▶ Task to complete
Only the total should be returned: the number of lines in the data that hold the string "building".

*** Data for this task Section Begins ***

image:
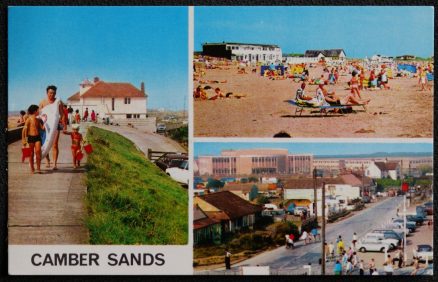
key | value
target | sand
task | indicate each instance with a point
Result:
(401, 112)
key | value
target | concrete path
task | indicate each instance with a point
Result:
(145, 140)
(46, 208)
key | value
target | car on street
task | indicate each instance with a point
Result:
(161, 128)
(428, 270)
(371, 245)
(429, 208)
(389, 233)
(180, 174)
(299, 210)
(411, 225)
(424, 252)
(377, 236)
(413, 217)
(170, 160)
(397, 227)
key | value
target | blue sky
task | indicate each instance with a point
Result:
(65, 45)
(360, 31)
(214, 148)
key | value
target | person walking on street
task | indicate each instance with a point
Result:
(372, 266)
(227, 260)
(337, 268)
(354, 240)
(361, 268)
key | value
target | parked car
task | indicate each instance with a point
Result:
(424, 252)
(161, 128)
(421, 210)
(299, 210)
(389, 233)
(399, 228)
(429, 208)
(413, 217)
(411, 225)
(370, 245)
(171, 160)
(180, 174)
(377, 236)
(366, 199)
(428, 270)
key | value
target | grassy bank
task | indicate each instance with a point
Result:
(129, 199)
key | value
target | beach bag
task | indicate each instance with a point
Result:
(26, 152)
(79, 155)
(88, 149)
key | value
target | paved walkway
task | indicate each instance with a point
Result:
(145, 140)
(46, 208)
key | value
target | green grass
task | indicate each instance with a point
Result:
(129, 199)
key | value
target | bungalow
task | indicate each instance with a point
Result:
(110, 99)
(233, 212)
(406, 57)
(383, 170)
(333, 54)
(249, 52)
(205, 229)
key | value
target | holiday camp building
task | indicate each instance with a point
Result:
(116, 100)
(330, 54)
(255, 162)
(265, 53)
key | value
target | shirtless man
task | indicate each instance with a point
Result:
(51, 97)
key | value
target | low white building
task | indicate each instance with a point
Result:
(116, 100)
(265, 53)
(383, 170)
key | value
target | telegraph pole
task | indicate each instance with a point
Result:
(314, 195)
(323, 230)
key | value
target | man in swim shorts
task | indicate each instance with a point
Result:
(51, 97)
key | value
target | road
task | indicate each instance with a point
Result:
(291, 261)
(145, 140)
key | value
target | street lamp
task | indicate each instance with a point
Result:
(323, 230)
(314, 194)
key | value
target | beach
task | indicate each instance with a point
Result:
(401, 112)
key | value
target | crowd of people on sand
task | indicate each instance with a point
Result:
(34, 129)
(363, 76)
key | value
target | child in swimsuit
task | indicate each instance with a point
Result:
(31, 136)
(76, 142)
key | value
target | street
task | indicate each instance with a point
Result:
(291, 261)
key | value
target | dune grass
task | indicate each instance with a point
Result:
(129, 199)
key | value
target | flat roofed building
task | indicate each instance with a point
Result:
(243, 51)
(255, 162)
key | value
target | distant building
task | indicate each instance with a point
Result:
(117, 100)
(383, 170)
(266, 162)
(233, 212)
(243, 51)
(406, 57)
(332, 54)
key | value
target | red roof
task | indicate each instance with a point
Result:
(74, 97)
(110, 89)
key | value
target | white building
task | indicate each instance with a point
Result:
(265, 53)
(119, 101)
(327, 55)
(383, 170)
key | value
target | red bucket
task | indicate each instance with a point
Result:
(26, 152)
(88, 149)
(79, 155)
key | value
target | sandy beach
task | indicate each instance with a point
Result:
(401, 112)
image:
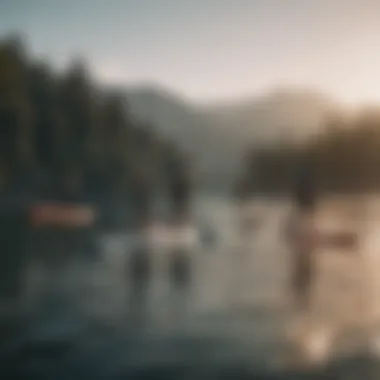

*** Data for this task Section Ends ***

▶ Written answer
5